Transcribe, without alteration, the stretch of the message on the logic of identity from "socialists have felt" through "adorno are two?".

DOCUMENT:
####

Logic of identity

bob scheetz rscheetz at cboss.com
Sun, 13 Apr 2003 10:59:47 -0400


matt,
   you think your quotes suggest marxism escaped  the critique of reason?

  in practice, from the beginning, and with the exception of the blanquists
and exigencies of party discipline of practical politics whose marxism is
purely instrumental (presumably they have in mind leninism/stalinism)
socialists have felt the need to simultaneously embrace a complementary
metafisics, xtianity and laterly existentialism/onto-theology.
the case seems rather that it is adorno's critique that seems crimped,
applying the reductionist monocle of reason to a complex (ie at least
dialectical) being.

which brings to mind a recent profession of yerz:  "Me also fairly
intolerant of bloody religion."  I've observed there are a few very lucky
people who have no metafisical need, perhaps you and adorno are two?

bob




----- Original Message -----
From: "matthew piscioneri" <mpiscioneri@hotmail.com>
To: <frankfurt-school@lists.village.virginia.edu>
Sent: Sunday, April 13, 2003 6:00 AM
Subject: Logic of identity


> According to H. & A. in their _DoE_ is the dynamic of the logic of
identity
> (the universal's totalising domination of the particular) that of "self
> preservation?
>
> Also to make available a number of quotes from the _DoE_ which I think
help
> clarify the earlier thread on Marxism and H&A:
>
> The bad conscious of cliques which ultimately embody economic necessity is
> betrayed in that its revelations, from the intuitions of the Leader to the
> dynamic Weltanschauung, no longer recognize (in marked contrast to earlier
> bourgeois apologetics) their own misdeeds as necessary consequences of
> statutory contexts. (1995: 37-38)

####

RECORDED DATA:
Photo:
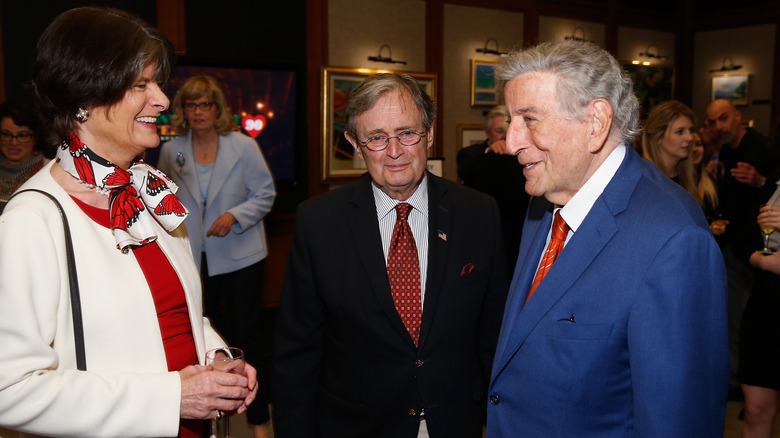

####

IN RESPONSE:
socialists have felt the need to simultaneously embrace a complementary
metafisics, xtianity and laterly existentialism/onto-theology.
the case seems rather that it is adorno's critique that seems crimped,
applying the reductionist monocle of reason to a complex (ie at least
dialectical) being.

which brings to mind a recent profession of yerz:  "Me also fairly
intolerant of bloody religion."  I've observed there are a few very lucky
people who have no metafisical need, perhaps you and adorno are two?